+++ DATA TO USE +++

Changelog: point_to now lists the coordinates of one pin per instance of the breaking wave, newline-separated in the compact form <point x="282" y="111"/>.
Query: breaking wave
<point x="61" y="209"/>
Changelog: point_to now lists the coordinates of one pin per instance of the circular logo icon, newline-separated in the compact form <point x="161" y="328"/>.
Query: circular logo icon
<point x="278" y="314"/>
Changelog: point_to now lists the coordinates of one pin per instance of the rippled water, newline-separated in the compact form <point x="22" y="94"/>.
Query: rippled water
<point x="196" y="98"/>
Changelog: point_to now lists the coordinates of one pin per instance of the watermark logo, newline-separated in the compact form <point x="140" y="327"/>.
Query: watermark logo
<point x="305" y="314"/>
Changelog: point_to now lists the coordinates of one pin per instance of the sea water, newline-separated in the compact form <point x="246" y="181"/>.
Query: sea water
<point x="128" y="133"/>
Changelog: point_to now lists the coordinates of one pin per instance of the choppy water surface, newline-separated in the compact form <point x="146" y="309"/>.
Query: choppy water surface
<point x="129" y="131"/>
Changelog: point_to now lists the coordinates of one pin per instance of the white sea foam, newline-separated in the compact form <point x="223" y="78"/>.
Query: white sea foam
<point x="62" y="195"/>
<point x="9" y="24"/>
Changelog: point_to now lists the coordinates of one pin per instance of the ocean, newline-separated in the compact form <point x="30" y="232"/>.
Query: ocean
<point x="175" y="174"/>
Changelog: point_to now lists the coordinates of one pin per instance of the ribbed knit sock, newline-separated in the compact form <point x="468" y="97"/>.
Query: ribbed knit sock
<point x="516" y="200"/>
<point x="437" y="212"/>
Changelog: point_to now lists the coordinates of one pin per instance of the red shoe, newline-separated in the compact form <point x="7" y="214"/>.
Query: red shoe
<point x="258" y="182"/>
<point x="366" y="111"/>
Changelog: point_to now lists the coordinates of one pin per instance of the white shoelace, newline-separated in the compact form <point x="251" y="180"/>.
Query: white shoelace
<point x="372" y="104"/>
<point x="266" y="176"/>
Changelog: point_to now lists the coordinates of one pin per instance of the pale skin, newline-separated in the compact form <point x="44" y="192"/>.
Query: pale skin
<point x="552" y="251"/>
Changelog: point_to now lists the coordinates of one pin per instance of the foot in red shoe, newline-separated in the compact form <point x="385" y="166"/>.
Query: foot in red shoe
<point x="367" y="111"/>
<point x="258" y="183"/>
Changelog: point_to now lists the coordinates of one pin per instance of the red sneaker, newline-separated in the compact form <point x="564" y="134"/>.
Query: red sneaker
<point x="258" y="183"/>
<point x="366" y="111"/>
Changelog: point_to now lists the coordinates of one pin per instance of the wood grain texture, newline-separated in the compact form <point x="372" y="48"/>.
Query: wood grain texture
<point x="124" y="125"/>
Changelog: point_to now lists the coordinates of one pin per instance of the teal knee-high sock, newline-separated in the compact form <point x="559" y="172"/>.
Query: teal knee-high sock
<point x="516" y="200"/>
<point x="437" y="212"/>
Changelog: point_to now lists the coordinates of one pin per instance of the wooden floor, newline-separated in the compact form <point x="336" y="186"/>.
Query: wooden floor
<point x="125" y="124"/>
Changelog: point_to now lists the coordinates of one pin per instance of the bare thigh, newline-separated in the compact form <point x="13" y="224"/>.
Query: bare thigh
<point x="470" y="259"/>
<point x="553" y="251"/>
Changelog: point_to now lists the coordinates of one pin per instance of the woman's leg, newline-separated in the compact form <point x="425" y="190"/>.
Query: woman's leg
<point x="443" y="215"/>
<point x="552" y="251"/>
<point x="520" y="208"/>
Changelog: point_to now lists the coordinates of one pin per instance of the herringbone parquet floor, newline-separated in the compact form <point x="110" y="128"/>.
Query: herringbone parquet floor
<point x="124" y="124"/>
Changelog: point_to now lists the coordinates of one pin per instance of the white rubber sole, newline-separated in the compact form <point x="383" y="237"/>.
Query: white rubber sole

+++

ASSIGNMENT:
Your answer must be the data above, copied exactly from its first line through the line containing "of the ribbed", and nothing more.

RESULT OF THE TASK:
Changelog: point_to now lists the coordinates of one pin per instance of the breaking wave, newline-separated in the compact form <point x="282" y="111"/>.
Query: breaking wave
<point x="61" y="209"/>
Changelog: point_to now lists the coordinates of one pin per instance of the circular logo icon, newline-separated in the compact form <point x="161" y="328"/>.
Query: circular logo icon
<point x="278" y="314"/>
Changelog: point_to now lists the coordinates of one pin per instance of the rippled water, newline-separated in the compact form <point x="22" y="94"/>.
Query: rippled water
<point x="196" y="98"/>
Changelog: point_to now lists the coordinates of one pin per instance of the watermark logo, newline-separated in the compact form <point x="140" y="327"/>.
Query: watermark logo
<point x="305" y="314"/>
Changelog: point_to now lists the coordinates of one pin per instance of the sea water, newline-separated in the compact form <point x="246" y="181"/>.
Query: sea water
<point x="128" y="133"/>
Changelog: point_to now lists the coordinates of one pin per instance of the choppy water surface, newline-separated in the compact form <point x="146" y="309"/>.
Query: choppy water surface
<point x="129" y="131"/>
Changelog: point_to now lists the coordinates of one pin per instance of the white sea foam, newline-separated in the compact form <point x="223" y="78"/>.
Query: white sea foam
<point x="62" y="195"/>
<point x="9" y="24"/>
Changelog: point_to now lists the coordinates of one pin per instance of the ocean, newline-separated in the compact form <point x="30" y="232"/>.
Query: ocean
<point x="175" y="174"/>
Changelog: point_to now lists the coordinates of one pin per instance of the ribbed knit sock, newline-separated in the compact form <point x="468" y="97"/>.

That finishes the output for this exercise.